##### EXCERPT #####

Exactly, by paying the miners NOT to hash you remove them from the competition, then you PAY them to hash for you.       

So, you buy their hashing power... how is this not just paying for majority hash?

Assuming 5% profit margin:

All miners are currently paying an electric bill of  $6000 every 10 minutes and earning BTC worth $6300 for a net profit of $300.

It is commonly believed that an attacker would have to spend $6001 every 10 minutes to get 50.01% away from these miners.

Technically speaking the attacker only needs to pay the existing miners $1 more every 10 minutes and the miners could defect for a higher pay rate and the attacker gives them a long-term contract for $301 every 10 minutes for their hash power.  The long-term contract protects the miners against any volatility in BTC price as a result of the attack resulting in the attacker having total costs of $1 +  $300*PERCENT_DECLINE_IN_BTS_PRICE as a result of the attack.

##### EXCERPTED DATA #####

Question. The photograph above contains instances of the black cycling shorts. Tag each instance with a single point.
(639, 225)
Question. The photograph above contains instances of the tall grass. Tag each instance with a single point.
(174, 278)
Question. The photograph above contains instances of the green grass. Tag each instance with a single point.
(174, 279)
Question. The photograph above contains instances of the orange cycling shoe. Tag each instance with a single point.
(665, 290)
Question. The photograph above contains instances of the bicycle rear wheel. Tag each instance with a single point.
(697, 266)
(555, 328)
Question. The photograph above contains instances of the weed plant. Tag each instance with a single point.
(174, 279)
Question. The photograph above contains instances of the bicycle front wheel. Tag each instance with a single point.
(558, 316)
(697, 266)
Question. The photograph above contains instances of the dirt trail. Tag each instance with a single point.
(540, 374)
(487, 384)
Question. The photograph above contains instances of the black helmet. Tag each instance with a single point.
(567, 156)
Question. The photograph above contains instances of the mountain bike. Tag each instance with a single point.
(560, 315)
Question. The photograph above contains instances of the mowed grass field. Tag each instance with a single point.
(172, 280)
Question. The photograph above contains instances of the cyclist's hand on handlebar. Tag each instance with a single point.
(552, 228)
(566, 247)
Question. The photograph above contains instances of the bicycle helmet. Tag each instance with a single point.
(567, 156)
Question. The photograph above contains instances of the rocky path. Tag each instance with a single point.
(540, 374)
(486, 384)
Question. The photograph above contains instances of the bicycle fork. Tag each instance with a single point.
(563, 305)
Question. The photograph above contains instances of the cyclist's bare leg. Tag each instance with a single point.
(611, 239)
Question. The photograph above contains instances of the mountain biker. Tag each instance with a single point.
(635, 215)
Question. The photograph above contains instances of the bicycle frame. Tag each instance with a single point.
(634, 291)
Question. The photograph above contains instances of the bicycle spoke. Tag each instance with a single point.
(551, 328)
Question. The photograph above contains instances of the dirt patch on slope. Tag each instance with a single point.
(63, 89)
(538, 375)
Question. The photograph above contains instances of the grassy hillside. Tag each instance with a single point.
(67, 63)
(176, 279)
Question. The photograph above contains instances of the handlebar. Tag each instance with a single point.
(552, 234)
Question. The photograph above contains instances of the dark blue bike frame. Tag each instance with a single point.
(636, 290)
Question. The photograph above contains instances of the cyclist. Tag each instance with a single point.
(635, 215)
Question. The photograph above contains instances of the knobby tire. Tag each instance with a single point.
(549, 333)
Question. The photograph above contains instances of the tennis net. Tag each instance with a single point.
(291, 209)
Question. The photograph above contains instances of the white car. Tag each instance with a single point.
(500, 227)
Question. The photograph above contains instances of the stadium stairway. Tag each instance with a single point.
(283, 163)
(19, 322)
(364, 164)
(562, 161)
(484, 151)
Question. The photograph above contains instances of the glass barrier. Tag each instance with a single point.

#####

→ EXERCISE REQUIREMENTS:
#1 In the excerpt on paying Bitcoin miners, how much would the attacker pay for their hash power under the long-term contract?
#2 Continue the discussion of paying Bitcoin miners for their hash power from where it stops.

→ ANSWERS BELOW:
#1 $301 every 10 minutes.

#2
Miners have a business model with ever-decreasing profit margins so their job positions have ever decreasing salaries.   Therefore there is no long-term upside to supporting BTC for miners and they would be foolish to not sell out to someone offering them a better long-term income.

Negative mining is just an approach to push pools out of business and concentrate power in the hands of large mining farms which you can then negotiate with.

A large mining farm would be foolish to do anything other than negative mining on the public pools.   Large public pools serve to allow more competition and thus lower overall margins.   

Hence if I owned 10% of all hashing power, I would use it entirely for negative mining until the pools collapsed and then switch to solo-mining.   This would maximize my long-term profits and secure my position of control.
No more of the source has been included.